__SHORT PROBLEM__
Please count the lines in the entries below that contain the word "tree". Reply with only that number.

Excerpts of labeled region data
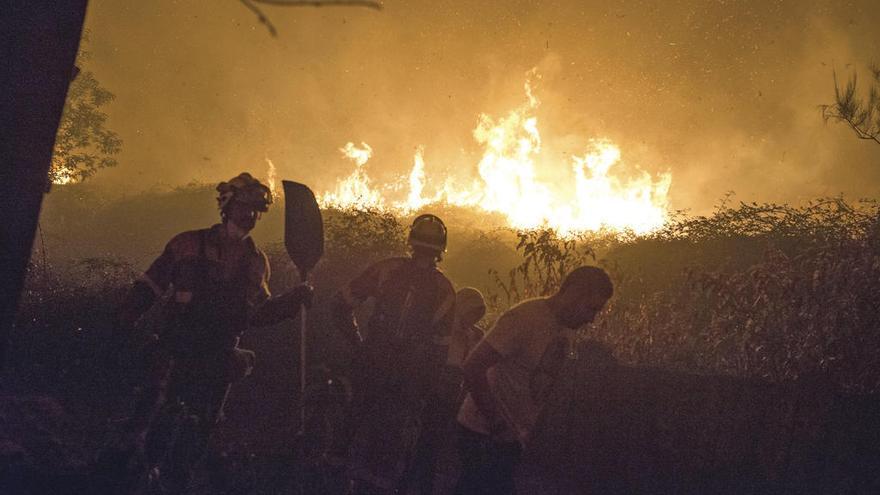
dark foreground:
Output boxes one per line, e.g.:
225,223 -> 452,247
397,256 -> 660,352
0,341 -> 880,494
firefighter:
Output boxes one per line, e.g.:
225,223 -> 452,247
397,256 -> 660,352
109,172 -> 312,492
333,214 -> 455,493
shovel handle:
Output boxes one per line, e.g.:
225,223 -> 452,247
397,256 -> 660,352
299,306 -> 308,435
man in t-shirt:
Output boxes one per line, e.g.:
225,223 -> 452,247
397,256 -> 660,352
456,266 -> 613,495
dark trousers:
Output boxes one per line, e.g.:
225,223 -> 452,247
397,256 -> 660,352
455,426 -> 522,495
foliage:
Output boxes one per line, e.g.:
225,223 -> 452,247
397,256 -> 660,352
820,65 -> 880,144
49,35 -> 122,184
488,229 -> 596,310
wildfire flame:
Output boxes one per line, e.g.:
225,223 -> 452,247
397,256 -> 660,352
320,142 -> 385,210
319,73 -> 672,235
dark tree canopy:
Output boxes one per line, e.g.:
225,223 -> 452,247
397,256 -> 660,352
49,36 -> 122,184
821,65 -> 880,144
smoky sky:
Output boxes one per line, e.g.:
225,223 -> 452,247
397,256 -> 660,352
79,0 -> 880,212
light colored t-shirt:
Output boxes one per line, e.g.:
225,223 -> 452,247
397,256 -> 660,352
457,298 -> 575,442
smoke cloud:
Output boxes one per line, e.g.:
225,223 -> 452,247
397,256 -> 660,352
86,0 -> 880,212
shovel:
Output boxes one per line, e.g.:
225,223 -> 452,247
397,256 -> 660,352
282,180 -> 324,436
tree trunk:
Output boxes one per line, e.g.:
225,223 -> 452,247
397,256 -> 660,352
0,0 -> 87,370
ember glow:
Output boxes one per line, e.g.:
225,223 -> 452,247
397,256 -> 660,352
319,73 -> 672,234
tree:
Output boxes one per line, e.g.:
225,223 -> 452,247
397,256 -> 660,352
49,33 -> 122,184
0,0 -> 86,370
820,65 -> 880,144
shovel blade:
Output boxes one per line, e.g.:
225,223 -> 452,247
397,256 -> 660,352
282,180 -> 324,280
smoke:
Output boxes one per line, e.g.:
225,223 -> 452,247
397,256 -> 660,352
79,0 -> 880,211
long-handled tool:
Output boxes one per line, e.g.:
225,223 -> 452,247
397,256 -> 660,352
282,180 -> 324,437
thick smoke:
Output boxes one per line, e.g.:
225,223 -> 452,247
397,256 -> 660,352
86,0 -> 880,211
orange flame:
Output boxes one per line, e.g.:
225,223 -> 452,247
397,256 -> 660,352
321,71 -> 672,235
266,156 -> 278,198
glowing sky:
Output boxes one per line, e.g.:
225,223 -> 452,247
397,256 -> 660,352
79,0 -> 880,211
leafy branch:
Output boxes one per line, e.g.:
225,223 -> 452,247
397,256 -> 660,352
819,65 -> 880,144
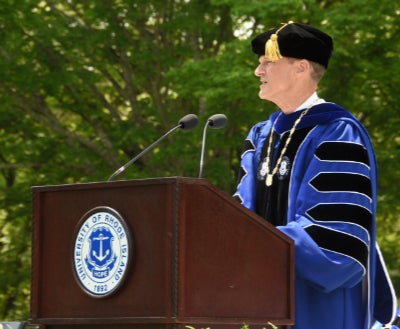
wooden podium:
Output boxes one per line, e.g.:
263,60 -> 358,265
29,177 -> 294,329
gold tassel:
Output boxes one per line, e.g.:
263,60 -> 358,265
265,33 -> 282,61
265,21 -> 293,61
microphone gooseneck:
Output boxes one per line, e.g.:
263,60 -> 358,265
198,114 -> 228,178
108,114 -> 198,181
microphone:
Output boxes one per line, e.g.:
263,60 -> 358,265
108,114 -> 199,181
199,114 -> 228,178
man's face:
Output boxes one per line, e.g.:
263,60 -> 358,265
254,56 -> 296,103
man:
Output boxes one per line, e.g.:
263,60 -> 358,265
234,22 -> 395,329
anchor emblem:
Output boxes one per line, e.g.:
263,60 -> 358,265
92,233 -> 110,262
86,226 -> 116,275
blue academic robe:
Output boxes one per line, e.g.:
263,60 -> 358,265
234,103 -> 396,329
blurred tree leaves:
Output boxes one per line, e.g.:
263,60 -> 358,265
0,0 -> 400,320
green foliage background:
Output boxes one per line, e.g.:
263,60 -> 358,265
0,0 -> 400,320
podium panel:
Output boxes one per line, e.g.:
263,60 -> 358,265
30,177 -> 294,329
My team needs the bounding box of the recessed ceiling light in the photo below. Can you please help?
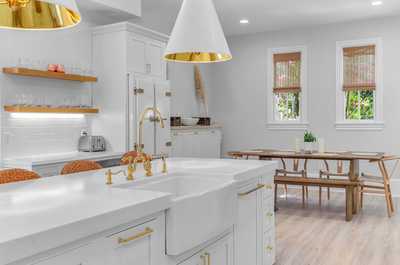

__RESPONSE__
4